# WORK ORDER
Give the listing again, word for word, and let no picture into it.

# THE RECORDS

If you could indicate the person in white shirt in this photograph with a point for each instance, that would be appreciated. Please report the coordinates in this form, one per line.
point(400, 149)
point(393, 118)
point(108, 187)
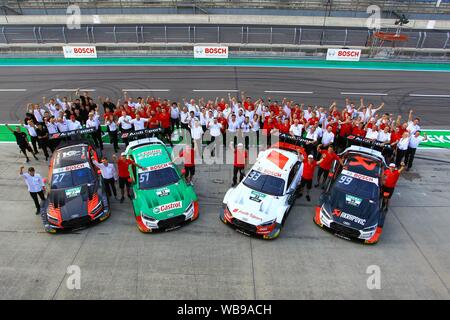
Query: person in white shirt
point(214, 128)
point(414, 142)
point(174, 116)
point(35, 184)
point(384, 136)
point(94, 122)
point(372, 133)
point(402, 148)
point(328, 137)
point(296, 129)
point(73, 123)
point(113, 131)
point(31, 128)
point(196, 135)
point(413, 125)
point(62, 124)
point(138, 122)
point(310, 146)
point(109, 175)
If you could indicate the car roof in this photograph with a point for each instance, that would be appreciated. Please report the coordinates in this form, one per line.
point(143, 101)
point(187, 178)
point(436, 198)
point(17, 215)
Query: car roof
point(363, 164)
point(150, 155)
point(276, 162)
point(71, 155)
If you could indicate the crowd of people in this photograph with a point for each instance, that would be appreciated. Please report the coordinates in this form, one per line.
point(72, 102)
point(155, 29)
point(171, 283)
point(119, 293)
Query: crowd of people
point(325, 128)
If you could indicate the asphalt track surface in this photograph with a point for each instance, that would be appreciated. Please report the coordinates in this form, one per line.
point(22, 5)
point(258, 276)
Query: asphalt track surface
point(427, 93)
point(206, 259)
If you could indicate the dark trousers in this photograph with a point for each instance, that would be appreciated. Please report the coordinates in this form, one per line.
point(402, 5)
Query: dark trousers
point(409, 157)
point(174, 123)
point(34, 142)
point(241, 172)
point(110, 185)
point(97, 136)
point(113, 139)
point(399, 158)
point(34, 196)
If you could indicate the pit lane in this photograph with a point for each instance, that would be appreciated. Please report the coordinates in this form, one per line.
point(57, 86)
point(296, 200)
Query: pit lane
point(207, 260)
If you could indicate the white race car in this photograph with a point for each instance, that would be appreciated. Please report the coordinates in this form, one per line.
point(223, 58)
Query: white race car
point(260, 204)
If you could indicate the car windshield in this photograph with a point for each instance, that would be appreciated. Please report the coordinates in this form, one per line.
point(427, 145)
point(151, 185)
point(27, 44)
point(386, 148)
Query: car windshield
point(71, 179)
point(264, 183)
point(357, 187)
point(157, 178)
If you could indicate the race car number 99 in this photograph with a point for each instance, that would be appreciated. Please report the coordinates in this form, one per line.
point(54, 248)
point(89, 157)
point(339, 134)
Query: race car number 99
point(254, 175)
point(345, 180)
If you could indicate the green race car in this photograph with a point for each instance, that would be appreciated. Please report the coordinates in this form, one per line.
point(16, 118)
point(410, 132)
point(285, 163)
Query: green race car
point(162, 200)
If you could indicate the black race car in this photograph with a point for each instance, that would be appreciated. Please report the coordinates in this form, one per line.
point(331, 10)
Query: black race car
point(76, 194)
point(350, 206)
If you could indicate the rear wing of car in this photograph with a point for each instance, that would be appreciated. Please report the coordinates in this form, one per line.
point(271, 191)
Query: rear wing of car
point(79, 133)
point(141, 142)
point(368, 144)
point(144, 133)
point(296, 141)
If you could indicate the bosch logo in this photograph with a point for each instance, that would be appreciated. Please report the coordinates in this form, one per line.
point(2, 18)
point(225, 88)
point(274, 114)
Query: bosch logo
point(216, 51)
point(342, 53)
point(83, 50)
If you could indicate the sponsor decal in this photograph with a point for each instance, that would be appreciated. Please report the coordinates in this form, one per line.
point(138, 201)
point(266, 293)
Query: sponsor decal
point(210, 52)
point(360, 176)
point(245, 213)
point(149, 153)
point(156, 167)
point(73, 192)
point(80, 52)
point(343, 54)
point(349, 217)
point(257, 196)
point(71, 168)
point(167, 207)
point(163, 192)
point(353, 201)
point(72, 153)
point(278, 159)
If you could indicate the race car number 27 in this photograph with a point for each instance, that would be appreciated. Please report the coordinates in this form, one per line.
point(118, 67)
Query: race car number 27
point(345, 180)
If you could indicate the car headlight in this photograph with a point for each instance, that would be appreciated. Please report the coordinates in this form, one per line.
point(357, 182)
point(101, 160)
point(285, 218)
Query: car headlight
point(370, 229)
point(190, 207)
point(325, 212)
point(268, 223)
point(147, 217)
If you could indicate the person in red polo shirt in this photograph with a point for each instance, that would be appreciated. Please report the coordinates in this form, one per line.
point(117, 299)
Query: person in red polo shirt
point(188, 155)
point(124, 175)
point(390, 179)
point(240, 158)
point(309, 165)
point(328, 156)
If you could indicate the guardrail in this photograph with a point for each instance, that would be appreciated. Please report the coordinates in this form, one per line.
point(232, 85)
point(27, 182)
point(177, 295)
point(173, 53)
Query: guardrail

# TASK SOLUTION
If you could indicate the person in white shirt in this photograph with a point for each instance, that would be appreciated. Please report the coordinates in this form, one per line.
point(400, 149)
point(393, 118)
point(108, 187)
Query: person in white shirt
point(214, 128)
point(414, 142)
point(174, 116)
point(35, 184)
point(384, 136)
point(94, 122)
point(372, 133)
point(402, 148)
point(328, 137)
point(296, 129)
point(73, 123)
point(113, 131)
point(31, 128)
point(196, 135)
point(413, 125)
point(62, 124)
point(138, 122)
point(310, 146)
point(109, 175)
If you could indicate the car roof in this photograph with a point for each instance, that would be appreciated. Please report the coordinates in this form, one per line.
point(143, 101)
point(187, 178)
point(436, 198)
point(17, 215)
Query: car roof
point(363, 164)
point(150, 155)
point(276, 162)
point(71, 155)
If you could indicate the crowd of people in this photograph with a point for each instance, that would be appreciated. Please report the coordinates in this form, one per line.
point(72, 102)
point(155, 29)
point(171, 283)
point(119, 293)
Query: crowd of people
point(325, 128)
If you could indicate the asphalt track surface in this photograph with a point for each instance, that would be appreciated. Please report the coordinates in this form, one per line.
point(22, 5)
point(258, 276)
Query: asphalt track surface
point(427, 93)
point(206, 259)
If you could indicate the dark trousers in this photograph with a point for each instance, that would be appreciated. Please report the coordinates in this form, one per line.
point(402, 5)
Query: dark trousers
point(409, 157)
point(174, 123)
point(34, 142)
point(241, 172)
point(110, 185)
point(97, 136)
point(113, 139)
point(399, 158)
point(34, 196)
If you could indicate the pit lane in this photograph with a point for each instance, that would be appreciated. Please report the coordinates in this form, one per line.
point(57, 86)
point(296, 200)
Query: pit lane
point(207, 260)
If you could indicate the white race car in this photograph with a point for each instance, that would be appreciated. Please report the coordinates in this form, one per line.
point(223, 58)
Query: white race car
point(260, 204)
If you could indicate the car windshield in this photograph with a point for each instance, that would be appreciated. Please report the coordinates in this form, one per line.
point(427, 145)
point(151, 185)
point(27, 44)
point(386, 148)
Query: car windshield
point(71, 179)
point(264, 183)
point(357, 187)
point(157, 178)
If you could indicate the race car number 99 in this photograph with a point for each instance, that would be appreciated. Please report the coordinates in this form, one per line.
point(54, 248)
point(89, 157)
point(339, 134)
Query: race car number 99
point(254, 175)
point(345, 180)
If you could indicate the green race car in this photograph with a point for each instance, that would be appreciated. Please report the coordinates in this form, one per line.
point(16, 118)
point(410, 132)
point(285, 163)
Query: green race car
point(162, 200)
If you could indicate the black race car in this photograph with a point for each instance, that would be appreciated. Please report the coordinates in this form, one per line.
point(331, 10)
Query: black race car
point(76, 194)
point(350, 206)
If you could indicate the rear wing of car in this photograph with a point for each instance, that would be appreciated. Please report the coordinates in this form, one per line.
point(271, 191)
Query: rear wing of car
point(79, 133)
point(141, 142)
point(368, 144)
point(144, 133)
point(296, 141)
If you could indicate the bosch logo in this photograph with a point for each instance, that would be appreciated. Please report the coordinates in this form, one per line.
point(2, 18)
point(225, 88)
point(274, 114)
Query: bosch logo
point(216, 51)
point(342, 53)
point(83, 50)
If you could indicate the sponsor decal in this photograph with a point for each instance, that would be appreciated. Please report the coordinates in this form, one per line.
point(138, 201)
point(266, 293)
Query: sponsor decal
point(210, 52)
point(360, 176)
point(245, 213)
point(149, 153)
point(156, 167)
point(73, 192)
point(80, 52)
point(343, 54)
point(349, 217)
point(257, 196)
point(71, 168)
point(167, 207)
point(163, 192)
point(353, 201)
point(72, 153)
point(278, 159)
If you could indicate the race car number 27 in this photograph with a point for each instance, that would be appreciated. Please report the coordinates in this form, one per line.
point(118, 67)
Query: race car number 27
point(345, 180)
If you could indicate the car headlight in this photograph with a point for each instance, that would be appreciated. Please report the coordinates in this form, one per line.
point(357, 182)
point(101, 160)
point(285, 218)
Query: car headlight
point(370, 229)
point(190, 207)
point(325, 212)
point(268, 223)
point(147, 217)
If you could indicate the person in red polo shirt in this photograph with a point for each instance, that would be appreciated. Please report the coordinates in this form, one per line.
point(117, 299)
Query: person in red polo shirt
point(188, 155)
point(124, 175)
point(390, 179)
point(240, 158)
point(309, 165)
point(328, 156)
If you could indicate the guardrail in this photograph with a point for each instance, that would be appreciated. Please report the coordinates in this form, one per line.
point(232, 85)
point(27, 182)
point(177, 295)
point(173, 53)
Query: guardrail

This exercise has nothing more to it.